──────── Record extracts ────────

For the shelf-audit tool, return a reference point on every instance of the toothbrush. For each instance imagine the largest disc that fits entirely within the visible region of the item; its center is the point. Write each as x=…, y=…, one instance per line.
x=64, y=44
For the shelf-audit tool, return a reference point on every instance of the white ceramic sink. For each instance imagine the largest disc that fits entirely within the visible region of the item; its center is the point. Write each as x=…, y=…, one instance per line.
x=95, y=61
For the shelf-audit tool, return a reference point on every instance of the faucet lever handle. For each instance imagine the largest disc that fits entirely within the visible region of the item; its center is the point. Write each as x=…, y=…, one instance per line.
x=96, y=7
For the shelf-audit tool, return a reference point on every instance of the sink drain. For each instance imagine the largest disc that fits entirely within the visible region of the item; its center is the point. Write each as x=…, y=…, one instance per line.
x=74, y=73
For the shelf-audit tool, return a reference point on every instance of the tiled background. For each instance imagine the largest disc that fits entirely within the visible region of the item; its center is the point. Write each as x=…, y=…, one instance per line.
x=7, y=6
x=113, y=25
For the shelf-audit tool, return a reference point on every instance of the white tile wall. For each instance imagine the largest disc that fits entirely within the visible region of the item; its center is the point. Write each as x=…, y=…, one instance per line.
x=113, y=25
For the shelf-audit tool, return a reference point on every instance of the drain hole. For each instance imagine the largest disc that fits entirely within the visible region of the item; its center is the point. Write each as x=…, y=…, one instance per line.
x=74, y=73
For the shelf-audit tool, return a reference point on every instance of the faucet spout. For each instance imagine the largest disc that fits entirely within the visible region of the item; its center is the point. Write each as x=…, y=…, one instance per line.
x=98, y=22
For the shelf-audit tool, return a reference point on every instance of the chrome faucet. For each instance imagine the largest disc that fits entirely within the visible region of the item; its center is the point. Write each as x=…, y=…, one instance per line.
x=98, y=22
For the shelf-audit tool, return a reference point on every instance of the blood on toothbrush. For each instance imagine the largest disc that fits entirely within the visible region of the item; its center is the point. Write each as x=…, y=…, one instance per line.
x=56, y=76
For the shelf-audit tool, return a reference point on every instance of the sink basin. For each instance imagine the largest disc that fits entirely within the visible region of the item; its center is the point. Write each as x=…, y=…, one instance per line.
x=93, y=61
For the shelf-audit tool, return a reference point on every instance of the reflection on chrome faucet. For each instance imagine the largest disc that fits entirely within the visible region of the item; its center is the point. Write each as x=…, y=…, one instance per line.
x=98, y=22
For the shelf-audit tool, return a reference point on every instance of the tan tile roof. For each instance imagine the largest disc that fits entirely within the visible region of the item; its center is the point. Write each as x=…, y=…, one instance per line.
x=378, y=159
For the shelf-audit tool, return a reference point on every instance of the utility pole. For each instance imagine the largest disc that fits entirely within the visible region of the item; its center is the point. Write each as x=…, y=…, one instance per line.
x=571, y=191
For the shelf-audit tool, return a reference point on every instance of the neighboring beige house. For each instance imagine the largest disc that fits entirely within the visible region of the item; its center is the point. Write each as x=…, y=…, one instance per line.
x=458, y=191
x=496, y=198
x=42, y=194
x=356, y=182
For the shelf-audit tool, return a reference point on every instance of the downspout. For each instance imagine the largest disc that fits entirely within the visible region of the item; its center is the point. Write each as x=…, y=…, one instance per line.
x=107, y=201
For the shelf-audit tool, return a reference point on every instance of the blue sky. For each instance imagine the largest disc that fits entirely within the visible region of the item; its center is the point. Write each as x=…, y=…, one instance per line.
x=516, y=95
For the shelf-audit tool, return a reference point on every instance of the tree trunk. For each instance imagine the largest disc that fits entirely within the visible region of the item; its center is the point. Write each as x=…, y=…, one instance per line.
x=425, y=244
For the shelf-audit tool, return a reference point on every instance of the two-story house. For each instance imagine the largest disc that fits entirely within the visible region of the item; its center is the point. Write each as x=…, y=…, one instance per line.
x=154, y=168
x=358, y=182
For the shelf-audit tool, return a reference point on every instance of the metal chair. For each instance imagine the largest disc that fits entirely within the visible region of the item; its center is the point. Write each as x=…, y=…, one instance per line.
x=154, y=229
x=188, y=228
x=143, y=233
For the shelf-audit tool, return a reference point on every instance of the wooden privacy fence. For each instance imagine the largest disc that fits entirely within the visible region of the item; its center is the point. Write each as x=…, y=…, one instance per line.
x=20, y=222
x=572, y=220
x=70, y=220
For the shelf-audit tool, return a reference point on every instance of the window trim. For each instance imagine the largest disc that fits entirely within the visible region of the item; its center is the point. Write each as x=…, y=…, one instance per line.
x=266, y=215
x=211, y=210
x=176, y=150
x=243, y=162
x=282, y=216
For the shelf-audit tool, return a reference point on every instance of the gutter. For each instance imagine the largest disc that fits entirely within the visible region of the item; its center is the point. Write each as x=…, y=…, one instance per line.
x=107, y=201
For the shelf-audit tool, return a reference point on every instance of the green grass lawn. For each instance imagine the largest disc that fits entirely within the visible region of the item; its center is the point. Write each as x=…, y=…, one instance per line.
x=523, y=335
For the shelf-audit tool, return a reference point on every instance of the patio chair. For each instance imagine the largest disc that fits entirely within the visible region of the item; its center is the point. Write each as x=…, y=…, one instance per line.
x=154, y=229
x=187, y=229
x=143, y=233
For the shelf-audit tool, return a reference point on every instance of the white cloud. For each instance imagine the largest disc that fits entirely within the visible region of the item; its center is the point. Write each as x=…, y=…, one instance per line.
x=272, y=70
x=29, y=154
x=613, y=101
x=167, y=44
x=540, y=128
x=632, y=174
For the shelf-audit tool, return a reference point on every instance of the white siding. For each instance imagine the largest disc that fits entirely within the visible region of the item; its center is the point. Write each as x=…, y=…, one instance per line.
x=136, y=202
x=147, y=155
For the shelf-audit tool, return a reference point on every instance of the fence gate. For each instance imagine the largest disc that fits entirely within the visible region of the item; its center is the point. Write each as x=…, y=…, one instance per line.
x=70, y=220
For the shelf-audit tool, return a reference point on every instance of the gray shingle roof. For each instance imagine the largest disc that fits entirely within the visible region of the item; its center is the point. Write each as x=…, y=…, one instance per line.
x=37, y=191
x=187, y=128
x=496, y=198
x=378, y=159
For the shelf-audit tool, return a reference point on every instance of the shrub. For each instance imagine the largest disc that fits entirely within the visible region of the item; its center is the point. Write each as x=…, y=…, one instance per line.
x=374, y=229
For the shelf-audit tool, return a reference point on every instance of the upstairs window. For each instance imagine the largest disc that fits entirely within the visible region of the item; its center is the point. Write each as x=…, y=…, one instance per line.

────────

▸ Goal:
Rewrite the items as a numbered list with blank lines omitted, beginning with the line that contains "of the downspout." and continuing through the line that contains "x=425, y=244". Include only those lines.

▸ Solution for this problem:
1. For the shelf-audit tool, return a reference point on every instance of the downspout. For each instance imagine the largest disc that fits entirely within the visible region of the item; its center is the point. Write each as x=…, y=…, one instance per line.
2. x=107, y=201
3. For the shelf-audit tool, return a reference point on every instance of the blue sky. For each instance imagine the largest disc that fits entirely within the visible region of the item; its center is the point. Write each as x=…, y=…, one instance per line.
4. x=516, y=95
5. For the shelf-audit tool, return a reference point on every instance of the tree trunk. For each instance imagine the largest disc that fits entirely within the visible region of the item; its center is the point. Write each as x=…, y=…, one instance per line.
6. x=425, y=244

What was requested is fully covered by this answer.